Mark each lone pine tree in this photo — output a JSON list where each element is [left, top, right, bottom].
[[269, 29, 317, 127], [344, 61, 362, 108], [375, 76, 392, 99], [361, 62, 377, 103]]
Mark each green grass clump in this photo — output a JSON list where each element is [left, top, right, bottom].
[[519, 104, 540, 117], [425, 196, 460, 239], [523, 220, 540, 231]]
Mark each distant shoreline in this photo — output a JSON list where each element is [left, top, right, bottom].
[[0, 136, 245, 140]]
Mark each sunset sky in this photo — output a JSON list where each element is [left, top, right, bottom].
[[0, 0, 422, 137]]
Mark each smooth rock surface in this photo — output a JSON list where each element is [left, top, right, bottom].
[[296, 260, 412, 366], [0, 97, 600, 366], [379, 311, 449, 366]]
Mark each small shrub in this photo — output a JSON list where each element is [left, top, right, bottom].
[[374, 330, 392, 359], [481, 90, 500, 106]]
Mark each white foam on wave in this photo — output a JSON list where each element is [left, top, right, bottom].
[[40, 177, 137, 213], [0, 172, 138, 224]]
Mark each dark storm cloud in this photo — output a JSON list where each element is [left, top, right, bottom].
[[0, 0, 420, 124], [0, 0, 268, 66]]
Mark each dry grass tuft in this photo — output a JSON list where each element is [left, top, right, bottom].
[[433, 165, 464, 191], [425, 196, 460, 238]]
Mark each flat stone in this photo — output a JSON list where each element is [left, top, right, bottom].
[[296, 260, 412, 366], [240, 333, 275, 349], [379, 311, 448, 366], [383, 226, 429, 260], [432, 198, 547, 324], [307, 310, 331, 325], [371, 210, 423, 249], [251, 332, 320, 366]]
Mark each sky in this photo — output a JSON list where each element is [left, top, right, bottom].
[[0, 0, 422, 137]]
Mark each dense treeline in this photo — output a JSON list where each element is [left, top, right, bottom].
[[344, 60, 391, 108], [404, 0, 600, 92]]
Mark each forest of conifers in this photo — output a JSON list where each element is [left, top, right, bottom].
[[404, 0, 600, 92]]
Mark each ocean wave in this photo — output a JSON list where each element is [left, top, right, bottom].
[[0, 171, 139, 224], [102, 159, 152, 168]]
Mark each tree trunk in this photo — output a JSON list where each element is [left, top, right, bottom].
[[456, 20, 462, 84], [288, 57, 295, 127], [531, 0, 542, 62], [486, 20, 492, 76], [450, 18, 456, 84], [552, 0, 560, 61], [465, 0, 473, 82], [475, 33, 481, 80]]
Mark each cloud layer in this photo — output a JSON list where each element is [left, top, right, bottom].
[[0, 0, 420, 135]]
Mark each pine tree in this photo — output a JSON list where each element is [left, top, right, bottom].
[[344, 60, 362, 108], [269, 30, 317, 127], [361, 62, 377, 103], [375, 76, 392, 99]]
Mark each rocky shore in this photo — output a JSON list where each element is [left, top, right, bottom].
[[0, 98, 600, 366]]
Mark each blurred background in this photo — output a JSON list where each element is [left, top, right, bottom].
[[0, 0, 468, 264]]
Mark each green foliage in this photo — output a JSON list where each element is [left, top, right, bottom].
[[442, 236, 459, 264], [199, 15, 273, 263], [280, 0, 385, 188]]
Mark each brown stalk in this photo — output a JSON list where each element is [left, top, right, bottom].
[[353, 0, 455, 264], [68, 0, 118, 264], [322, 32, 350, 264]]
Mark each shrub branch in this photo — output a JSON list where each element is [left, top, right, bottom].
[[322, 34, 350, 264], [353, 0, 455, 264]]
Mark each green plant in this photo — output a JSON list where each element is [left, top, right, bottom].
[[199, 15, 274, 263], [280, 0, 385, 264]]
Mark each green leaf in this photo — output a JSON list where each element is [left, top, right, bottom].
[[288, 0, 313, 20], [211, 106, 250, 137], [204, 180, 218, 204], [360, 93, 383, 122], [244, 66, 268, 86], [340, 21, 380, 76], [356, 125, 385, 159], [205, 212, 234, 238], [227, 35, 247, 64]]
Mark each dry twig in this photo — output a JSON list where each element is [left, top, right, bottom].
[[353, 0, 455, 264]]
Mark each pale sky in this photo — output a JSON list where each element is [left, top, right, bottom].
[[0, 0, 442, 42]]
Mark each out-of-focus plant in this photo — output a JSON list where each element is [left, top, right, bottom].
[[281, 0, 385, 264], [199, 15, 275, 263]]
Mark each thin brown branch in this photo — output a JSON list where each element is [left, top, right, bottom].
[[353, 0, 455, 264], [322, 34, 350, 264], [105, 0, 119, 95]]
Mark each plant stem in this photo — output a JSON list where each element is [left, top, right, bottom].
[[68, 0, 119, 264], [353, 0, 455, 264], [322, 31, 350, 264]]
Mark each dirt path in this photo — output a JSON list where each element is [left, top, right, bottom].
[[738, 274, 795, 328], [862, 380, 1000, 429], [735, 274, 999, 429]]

____

**Your objective:**
Copy out all of the records above without changing any character.

**Completed exercise:**
Mark each lone pine tree in this photo — output a JSON list where each element is [left, top, right, bottom].
[[269, 29, 317, 127], [344, 61, 362, 108], [375, 76, 392, 99], [361, 62, 377, 103]]
Mark each green grass clump in this photo — output a JSON list where each element is [left, top, right, bottom].
[[519, 104, 540, 117], [425, 196, 460, 239], [523, 220, 540, 231]]
Mark each distant shoreline in this photo — output a JSON list where each element is [left, top, right, bottom].
[[0, 136, 245, 140]]
Mark each sunset sky in this photo — output a JSON list where each element is [left, top, right, bottom].
[[0, 0, 422, 137]]
Mark each smooth rock surface in this photo — output a JSON list where each element is [left, top, right, bottom].
[[296, 260, 412, 366], [0, 97, 600, 366], [379, 311, 449, 366]]
Mark each small shrub in this photo — output a JSON list where each element is [left, top, right, bottom].
[[374, 330, 392, 359], [481, 90, 500, 106]]
Mark each white foam on wave in this photo — output a JSON list where each element is [left, top, right, bottom].
[[40, 177, 137, 213], [0, 172, 138, 224]]
Mark each dark storm cloud in this photo — output a JSON list where each element is [left, top, right, bottom].
[[0, 0, 420, 124], [0, 0, 268, 66]]
Mark each dry grass tuft in this photo — output a JSON list where each element is [left, top, right, bottom].
[[433, 165, 464, 191], [425, 196, 460, 238]]
Mark each flat stone in this photo — output a JSON list where each element is [left, top, right, bottom].
[[296, 260, 412, 366], [240, 333, 275, 349], [379, 311, 448, 366], [383, 226, 429, 260], [432, 198, 547, 324], [307, 310, 331, 325], [371, 210, 423, 249], [251, 332, 320, 366]]
Mark each sky in this photo — output a JSON list where each element is [left, top, right, bottom].
[[0, 0, 422, 137]]
Mark each dense treeline in this photo — output a JSON list where each element is [left, top, right, bottom].
[[344, 60, 391, 108], [404, 0, 600, 92]]
Mark each forest of conifers in this photo — output a JSON list where each element is [left, top, right, bottom].
[[404, 0, 600, 92]]
Mark each ocean wave in this photo — output a JSON list where each element is [left, top, right, bottom].
[[0, 171, 139, 224], [102, 159, 152, 168]]
Mark each tree trunk in this photo — output a JSON list where each element is [left, top, right, bottom].
[[456, 20, 462, 84], [288, 57, 295, 127], [531, 0, 542, 62], [486, 20, 492, 76], [450, 18, 456, 84], [552, 0, 560, 61], [465, 0, 473, 82], [475, 33, 481, 80]]
Mark each cloud layer in this photo — output a JSON list where each element is [left, top, right, bottom].
[[0, 0, 420, 135]]
Mark each pine tree in this photo — output a JSON list where each element is [left, top, right, bottom].
[[344, 60, 362, 108], [269, 30, 317, 127], [361, 62, 377, 103], [375, 76, 392, 99]]
Mark each rocky shore in this photo — output a JSON list where each element is [left, top, right, bottom].
[[0, 98, 600, 366]]
Mark each blurred background in this photo — output a JSON list where each element is [left, top, right, bottom].
[[0, 0, 468, 264]]
Mark each green foliage in this photo — output a JSON list where each element is [left, top, right, bottom].
[[442, 236, 459, 264], [199, 15, 273, 263], [280, 0, 385, 188]]
Mark each brown stalk in this photo — output a JSON list where each element is [left, top, right, bottom].
[[353, 0, 455, 264], [68, 0, 118, 264], [322, 32, 350, 264]]
Mark each shrub branch in this photo — output a JSON list where each element is [left, top, right, bottom].
[[322, 34, 350, 264], [353, 0, 455, 264]]
Mark each green plant in this photo — output a JSON list where each element is [left, top, right, bottom].
[[199, 15, 274, 263], [280, 0, 385, 264]]
Mark each green leaf in this photo — output a JSON list where each element is [left, top, right, bottom].
[[288, 0, 313, 20], [211, 106, 250, 137], [204, 180, 218, 204], [360, 93, 383, 122], [244, 66, 268, 86], [340, 21, 380, 76], [356, 125, 385, 159], [205, 212, 234, 238], [227, 35, 247, 64]]
Mark each dry twig in this photo — output a JSON list where each element is [left, top, right, bottom].
[[353, 0, 455, 264]]
Mark each pale sky in this photo — output a JSON list where each element is [left, top, right, bottom].
[[0, 0, 442, 42]]
Mark each out-of-focus plant in this photo — output a JSON list where each element is [left, top, right, bottom].
[[281, 0, 385, 264], [199, 15, 275, 263]]
Mark each thin brown branch in this photo — output a JSON list where each element is [left, top, right, bottom].
[[353, 0, 455, 264], [322, 34, 350, 264], [105, 0, 119, 95]]
Mark each plant stem in this photo — output a JSON list where each element is [left, top, right, bottom].
[[68, 0, 119, 264], [353, 0, 455, 264], [322, 31, 350, 264]]
Mark each dirt path in this photo — output a JSON list where each element is [left, top, right, bottom].
[[738, 274, 795, 328], [862, 380, 1000, 429], [735, 274, 999, 429]]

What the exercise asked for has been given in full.